Task data:
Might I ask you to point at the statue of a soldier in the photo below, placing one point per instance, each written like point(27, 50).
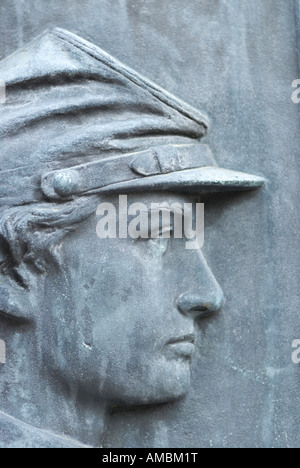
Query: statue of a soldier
point(89, 323)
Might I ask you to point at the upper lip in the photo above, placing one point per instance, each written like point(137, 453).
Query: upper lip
point(190, 338)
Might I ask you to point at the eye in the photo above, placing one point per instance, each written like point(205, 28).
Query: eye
point(160, 246)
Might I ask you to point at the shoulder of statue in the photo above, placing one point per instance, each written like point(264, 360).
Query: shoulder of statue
point(17, 434)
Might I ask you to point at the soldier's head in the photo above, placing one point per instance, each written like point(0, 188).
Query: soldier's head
point(112, 318)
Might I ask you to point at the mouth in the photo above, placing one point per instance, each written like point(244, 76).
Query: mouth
point(182, 347)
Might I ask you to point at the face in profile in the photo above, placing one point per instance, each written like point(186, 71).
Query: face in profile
point(122, 322)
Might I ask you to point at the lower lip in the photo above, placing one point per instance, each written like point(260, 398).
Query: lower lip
point(183, 349)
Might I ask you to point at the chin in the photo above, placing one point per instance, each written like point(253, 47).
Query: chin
point(163, 386)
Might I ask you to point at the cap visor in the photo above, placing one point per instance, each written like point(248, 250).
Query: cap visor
point(204, 179)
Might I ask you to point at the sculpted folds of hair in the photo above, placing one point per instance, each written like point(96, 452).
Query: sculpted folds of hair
point(31, 232)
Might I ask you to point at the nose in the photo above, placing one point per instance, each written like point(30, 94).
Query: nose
point(205, 299)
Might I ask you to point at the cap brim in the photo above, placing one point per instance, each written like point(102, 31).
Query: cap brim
point(204, 179)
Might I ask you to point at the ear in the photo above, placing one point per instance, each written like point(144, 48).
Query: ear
point(15, 293)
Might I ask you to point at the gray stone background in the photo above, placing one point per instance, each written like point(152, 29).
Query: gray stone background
point(235, 60)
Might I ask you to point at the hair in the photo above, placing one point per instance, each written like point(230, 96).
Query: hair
point(32, 232)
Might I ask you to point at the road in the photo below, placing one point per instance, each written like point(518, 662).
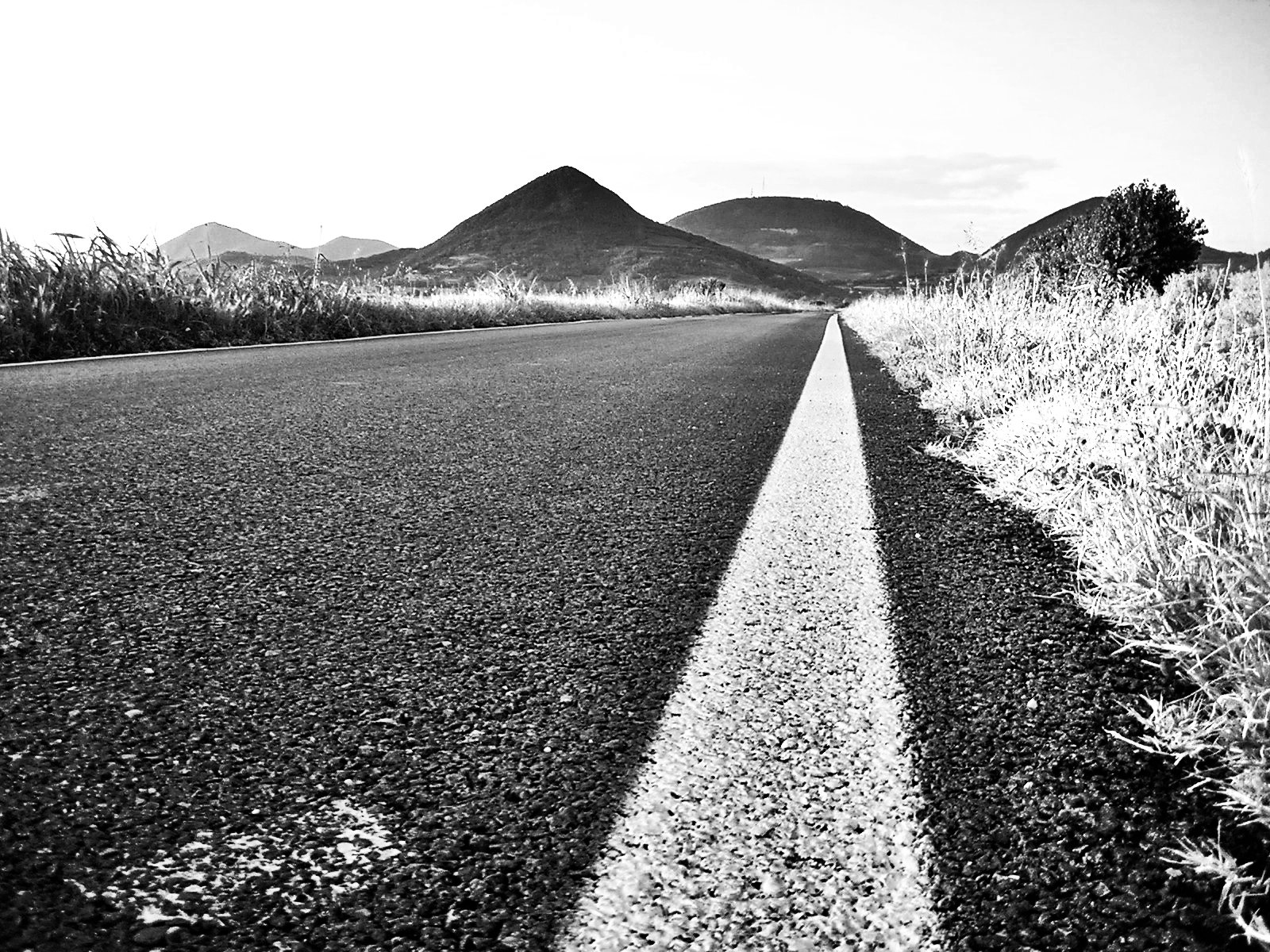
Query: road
point(368, 645)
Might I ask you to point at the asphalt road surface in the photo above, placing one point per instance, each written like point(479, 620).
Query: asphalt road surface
point(366, 645)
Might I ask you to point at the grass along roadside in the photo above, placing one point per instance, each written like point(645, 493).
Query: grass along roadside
point(1140, 433)
point(110, 300)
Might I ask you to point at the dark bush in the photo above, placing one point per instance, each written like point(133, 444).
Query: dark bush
point(1138, 238)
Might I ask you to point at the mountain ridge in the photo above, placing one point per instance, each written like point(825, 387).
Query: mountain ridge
point(213, 239)
point(565, 226)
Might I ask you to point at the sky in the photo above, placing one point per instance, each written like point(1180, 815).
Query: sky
point(954, 122)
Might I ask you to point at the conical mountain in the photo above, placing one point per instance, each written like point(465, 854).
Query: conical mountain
point(822, 238)
point(567, 226)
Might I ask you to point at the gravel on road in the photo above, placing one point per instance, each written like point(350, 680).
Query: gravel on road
point(1047, 831)
point(779, 810)
point(357, 645)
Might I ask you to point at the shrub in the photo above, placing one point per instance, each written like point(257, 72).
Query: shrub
point(1138, 238)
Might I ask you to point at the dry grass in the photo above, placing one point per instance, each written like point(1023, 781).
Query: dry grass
point(1140, 433)
point(108, 300)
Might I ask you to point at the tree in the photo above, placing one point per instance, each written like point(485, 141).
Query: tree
point(1140, 235)
point(1145, 235)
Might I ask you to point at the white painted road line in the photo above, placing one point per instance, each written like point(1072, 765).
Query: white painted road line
point(776, 809)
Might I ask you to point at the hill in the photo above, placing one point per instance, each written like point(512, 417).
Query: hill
point(211, 239)
point(567, 226)
point(822, 238)
point(1007, 248)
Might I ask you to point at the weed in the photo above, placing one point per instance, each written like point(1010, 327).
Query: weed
point(1140, 433)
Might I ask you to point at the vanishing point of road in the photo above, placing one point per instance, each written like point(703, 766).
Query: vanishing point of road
point(598, 636)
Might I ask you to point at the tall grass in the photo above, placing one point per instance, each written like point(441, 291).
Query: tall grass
point(110, 300)
point(1140, 433)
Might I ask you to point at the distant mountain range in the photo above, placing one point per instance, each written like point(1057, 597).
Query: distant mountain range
point(567, 226)
point(205, 241)
point(827, 239)
point(1007, 248)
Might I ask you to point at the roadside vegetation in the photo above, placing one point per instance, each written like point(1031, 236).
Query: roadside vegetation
point(110, 300)
point(1128, 406)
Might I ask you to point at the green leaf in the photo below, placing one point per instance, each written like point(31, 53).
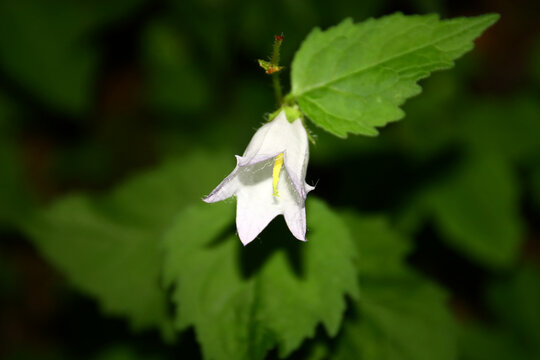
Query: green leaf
point(400, 315)
point(109, 248)
point(354, 77)
point(244, 301)
point(477, 210)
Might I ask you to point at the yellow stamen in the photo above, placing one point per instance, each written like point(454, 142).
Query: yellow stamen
point(275, 173)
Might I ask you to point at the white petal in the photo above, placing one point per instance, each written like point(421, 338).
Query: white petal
point(227, 188)
point(256, 206)
point(295, 217)
point(292, 207)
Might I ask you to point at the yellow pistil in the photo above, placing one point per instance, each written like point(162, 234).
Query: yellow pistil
point(275, 173)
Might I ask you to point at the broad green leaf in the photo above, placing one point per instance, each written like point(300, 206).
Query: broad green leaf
point(353, 78)
point(109, 248)
point(242, 301)
point(477, 210)
point(46, 47)
point(400, 315)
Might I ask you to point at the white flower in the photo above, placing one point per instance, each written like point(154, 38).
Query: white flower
point(269, 180)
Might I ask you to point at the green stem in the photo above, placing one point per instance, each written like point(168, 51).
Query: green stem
point(275, 77)
point(277, 89)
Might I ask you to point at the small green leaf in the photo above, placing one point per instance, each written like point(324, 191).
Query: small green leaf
point(243, 301)
point(109, 248)
point(353, 78)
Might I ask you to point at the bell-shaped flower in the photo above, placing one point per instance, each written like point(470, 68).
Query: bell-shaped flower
point(269, 179)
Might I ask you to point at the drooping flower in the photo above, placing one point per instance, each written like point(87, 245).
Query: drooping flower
point(269, 179)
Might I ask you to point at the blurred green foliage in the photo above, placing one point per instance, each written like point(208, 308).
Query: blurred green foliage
point(92, 92)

Directions for this task:
Retype the data word for word and keep the pictures out of it.

Result for this task:
Might I ask you to point at the statue of a soldier in the photo below, placing one point per instance, each written like point(27, 50).
Query: statue of a soldier
point(89, 323)
Might I ask you to point at the upper lip in the photo above, placing one point per instance, each written like point(137, 453).
Query: upper lip
point(190, 338)
Might I ask you to point at the eye in the photo above, placing one point per instance, each written like point(205, 28).
Query: eye
point(160, 246)
Might I ask you to point at the shoulder of statue in the photo above, placing one point per instance, each written like point(264, 360).
Query: shoulder of statue
point(17, 434)
Might I ask you to point at the soldier's head in the photo above, placing one point per instance, each written like point(0, 188).
Query: soldier's head
point(112, 318)
Might I ask you to point at the mouth in the photo above, placing one point per instance, each written like point(244, 76).
Query: mouth
point(182, 347)
Might I ask you to point at the face in profile in the photo above, placing one point per instance, each written like point(186, 71).
Query: face in profile
point(122, 322)
Might I ask you to point at the lower lip in the photo above, placing one point per instance, each written like point(260, 398).
Query: lower lip
point(183, 349)
Might I ask you to point at the chin in the photo above, placing one point per instance, each written like point(253, 47).
Query: chin
point(163, 386)
Might I ask you to point at the cap visor in the photo above, placing one point per instance, each written like point(248, 250).
Query: cap visor
point(204, 179)
Might I ask you to point at the sculpted folds of hair in the photo above, placing one point per instance, each written like point(96, 452).
Query: sculpted folds of hair
point(31, 232)
Might I ask you to point at the nose in the photo above, placing one point per instance, each written like point(30, 94).
Query: nose
point(205, 299)
Might I ask you to point at the cap brim in the photo above, placing one point per instance, each written like point(102, 31).
Query: cap brim
point(204, 179)
Might I ask you to point at the ear in the photo above, placing one point per instance, each written like point(144, 48).
Query: ear
point(15, 293)
Might I ask you to point at the gray stone background in the photo above, placing one point per instance, each written like point(152, 29).
Query: gray stone background
point(235, 60)
Might I ask you to point at the hair in the photo above, placing one point per instance, each written like point(230, 96).
Query: hair
point(32, 232)
Might I ask you to point at the road in the photo below, placing one point per instance, each written like point(518, 662).
Query: road
point(368, 645)
Might I ask you to point at the asphalt road surface in the photo above, placing one point per instance, each written like point(479, 620).
Query: asphalt road surface
point(366, 645)
Might I ask you to point at the grass along roadside in the photo above, placing one point per instance, each written like point(645, 493).
Query: grass along roadside
point(1140, 433)
point(110, 300)
Might I ask you to point at the dark bush in the photo above, placing one point per instance, each written like point(133, 444).
Query: dark bush
point(1138, 238)
Might I ask you to point at the mountain ridge in the photo above, placing one point per instance, each written like point(825, 387).
Query: mountain ridge
point(213, 239)
point(565, 226)
Might I ask you to point at the sky in the photo above, placing one point per instance, each written like point(1180, 815).
Query: sky
point(954, 122)
Might I ask you to point at the conical mountain in the photo above, placing one point per instance, each written like point(465, 854).
Query: conical mountain
point(822, 238)
point(567, 226)
Might I ask you to point at the gravel on road in the photo above, placing one point per instance, each written like point(350, 680).
Query: gravel on road
point(1047, 831)
point(779, 810)
point(357, 645)
Might I ask you to point at the shrub in the photo above, placing one point per instance, each written like point(257, 72).
Query: shrub
point(1138, 238)
Might I ask you to point at the dry grass in the photo above, placing one point per instance, each written like point(1023, 781).
Query: dry grass
point(1140, 433)
point(108, 300)
Might I ask you to point at the tree in the photo above, placing one point per instance, each written like point(485, 141).
Query: tree
point(1140, 235)
point(1145, 235)
Might I ask you to point at the white painted road line in the photo above, placing one point per instance, each written like point(1072, 765).
Query: white painted road line
point(776, 809)
Might I ask you to point at the hill in the photo above, placing one point per instance, each written like point(512, 417).
Query: hill
point(211, 239)
point(567, 226)
point(822, 238)
point(1007, 248)
Might I ask you to point at the weed in the photo above, placing one point per instance, each written like point(1010, 327).
Query: weed
point(1140, 433)
Might I ask you to point at the vanishing point of road in the photo above, placing one point per instance, each written like point(703, 766).
Query: vanishing point of road
point(598, 636)
Might I ask you to point at the tall grass in the photo above, placing one point per instance, each written like point(441, 291).
Query: tall grass
point(110, 300)
point(1140, 433)
Might I ask you to point at the distant mountain range in the photo above, placing one point per instance, each written like point(1057, 597).
Query: distant mountain range
point(567, 226)
point(205, 241)
point(827, 239)
point(1007, 248)
Might I ask you to point at the roadside vegetation in the photo above, placing one point per instance, each written like point(1031, 236).
Query: roadside vegetation
point(110, 300)
point(1128, 406)
Might I ask you to point at the green leaf in the photo below, placing one point per instance, each written like point(31, 53).
Query: green leaf
point(400, 315)
point(109, 248)
point(354, 77)
point(244, 301)
point(477, 210)
Might I ask you to point at the yellow stamen in the photo above, placing one point per instance, each written like point(454, 142).
Query: yellow stamen
point(275, 173)
Might I ask you to point at the white petal in the photo above, placing one point per instance, each written like point(421, 338).
Query: white petal
point(227, 188)
point(256, 206)
point(295, 217)
point(292, 207)
Might I ask you to point at the yellow pistil in the photo above, placing one point per instance, each written like point(162, 234).
Query: yellow pistil
point(275, 173)
Might I ask you to point at the broad green leaf in the photo above, placing one point per instance, each written like point(300, 206).
Query: broad green leaf
point(353, 78)
point(109, 248)
point(242, 301)
point(477, 210)
point(46, 47)
point(400, 315)
Might I ask you to point at the white flower in the photo above, placing one point per instance, each written like point(154, 38).
Query: white flower
point(269, 180)
Might I ask you to point at the green stem in the photo above, placing one point per instance, each written like point(168, 51).
Query: green stem
point(275, 77)
point(277, 89)
Might I ask you to point at the small green leaf in the photo above, placing one point per instance, each written like point(324, 191).
Query: small green leaf
point(243, 301)
point(109, 248)
point(353, 78)
Might I ask you to point at the bell-shaped flower in the photo above, placing one point per instance, each written like point(470, 68).
Query: bell-shaped flower
point(269, 179)
Might I ask you to point at the drooping flower in the photo above, placing one point per instance, each written like point(87, 245).
Query: drooping flower
point(269, 179)
Might I ask you to point at the blurred green foliage in the photo above, placing one point per instance, each written like point(208, 308).
Query: blurred green foliage
point(92, 92)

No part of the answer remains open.